_READING PASSAGE_.
::::::::
We usually call for a layer of fiberglass cloth on the outside of the larger boats. This is not so much for structural reasons as for weather resistance. A glassed plywood boat can last a very long time. Any of the boats can be glassed or not, it's up to you (we suspect most people glass the larger boats, and not too many the smaller ones).
We use a layer of 4oz. to 6oz. cloth and polyester or vinylester resin on our boats. Many people prefer to build our boats using epoxy resins (and glues); we don't. They're arguably more toxic (some people build up a bad allergic reaction to epoxy which doesn't happen with the polyester resin), they require precise mixing, and they're not as UV resistant. We prefer other resins than epoxy, but that's our choice. The epoxy products will work fine if you prefer them. The resin of choice at Stevenson Projects is vinylester (or perhaps the new AME). Vinyester used like polyester, but has some better properties. The problem is finding it in small quantities, however West Marine is starting to carry vinylester in 5 gal. amounts. As noted at the beginning of this question, the glass and resin (of whichever type you chose) adds weather resistance and some strength (and weight), but can be left off if you're trying to cut costs to a minimum. Most people chose to glass their boats though.
The whole epoxy vs. polyester debate should be kind of moot if you use AME. AME stands for Acrylic Modified Epoxy, which is used like the old polyester (it wets out easier, uses MEKP catalyst, etc.) but it's an epoxy! Whateverhopefully now we can stop worrying about the various virtues of one system over the other. Just get building! Beter boatbuilding through chemistry...We have yet to try AME on one of our boats, so we can't give it an unqualified endorsement, but from what we've heard it sounds like the choice for our next boat project.
::::::::
_RECORD SET_.
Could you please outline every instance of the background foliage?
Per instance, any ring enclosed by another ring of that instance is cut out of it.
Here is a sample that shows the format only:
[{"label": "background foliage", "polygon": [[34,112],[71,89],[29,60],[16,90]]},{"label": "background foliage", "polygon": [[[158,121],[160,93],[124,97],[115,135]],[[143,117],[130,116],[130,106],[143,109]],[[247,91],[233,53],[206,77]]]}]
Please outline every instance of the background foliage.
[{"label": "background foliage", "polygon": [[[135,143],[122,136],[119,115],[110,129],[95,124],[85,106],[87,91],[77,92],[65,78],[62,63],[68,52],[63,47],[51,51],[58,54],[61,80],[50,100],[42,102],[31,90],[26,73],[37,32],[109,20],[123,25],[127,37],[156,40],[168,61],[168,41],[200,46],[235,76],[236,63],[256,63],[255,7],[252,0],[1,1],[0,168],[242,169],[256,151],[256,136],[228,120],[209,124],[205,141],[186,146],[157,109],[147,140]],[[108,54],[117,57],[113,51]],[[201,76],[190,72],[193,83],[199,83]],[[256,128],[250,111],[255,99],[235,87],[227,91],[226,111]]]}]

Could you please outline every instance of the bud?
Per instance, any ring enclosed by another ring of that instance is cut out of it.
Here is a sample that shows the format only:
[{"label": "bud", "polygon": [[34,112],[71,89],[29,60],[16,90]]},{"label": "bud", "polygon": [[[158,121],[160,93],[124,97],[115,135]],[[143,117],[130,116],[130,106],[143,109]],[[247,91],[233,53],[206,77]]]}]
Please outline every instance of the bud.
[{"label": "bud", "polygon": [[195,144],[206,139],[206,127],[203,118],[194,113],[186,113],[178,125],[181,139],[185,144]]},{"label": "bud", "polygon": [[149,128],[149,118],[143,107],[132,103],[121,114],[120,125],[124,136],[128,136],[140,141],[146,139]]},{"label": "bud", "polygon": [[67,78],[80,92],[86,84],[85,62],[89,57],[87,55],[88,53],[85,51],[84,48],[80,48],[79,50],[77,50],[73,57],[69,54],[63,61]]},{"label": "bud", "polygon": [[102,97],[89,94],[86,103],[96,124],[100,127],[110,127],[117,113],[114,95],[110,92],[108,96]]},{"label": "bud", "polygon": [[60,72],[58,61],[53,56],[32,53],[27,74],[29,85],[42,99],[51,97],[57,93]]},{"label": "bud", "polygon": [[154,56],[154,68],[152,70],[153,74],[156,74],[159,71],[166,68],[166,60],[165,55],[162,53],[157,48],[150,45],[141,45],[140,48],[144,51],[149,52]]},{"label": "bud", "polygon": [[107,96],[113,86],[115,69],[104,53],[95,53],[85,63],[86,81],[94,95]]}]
::::::::
_EXERCISES_.
[1] In the passage on glassing boats, what does AME stand for?
[2] Repeat the passage on glassing boats word for word, starting at "We usually call" and ending at "the smaller ones).".

_SOLUTION LIST_.
[1] Acrylic Modified Epoxy

[2]
We usually call for a layer of fiberglass cloth on the outside of the larger boats. This is not so much for structural reasons as for weather resistance. A glassed plywood boat can last a very long time. Any of the boats can be glassed or not, it's up to you (we suspect most people glass the larger boats, and not too many the smaller ones).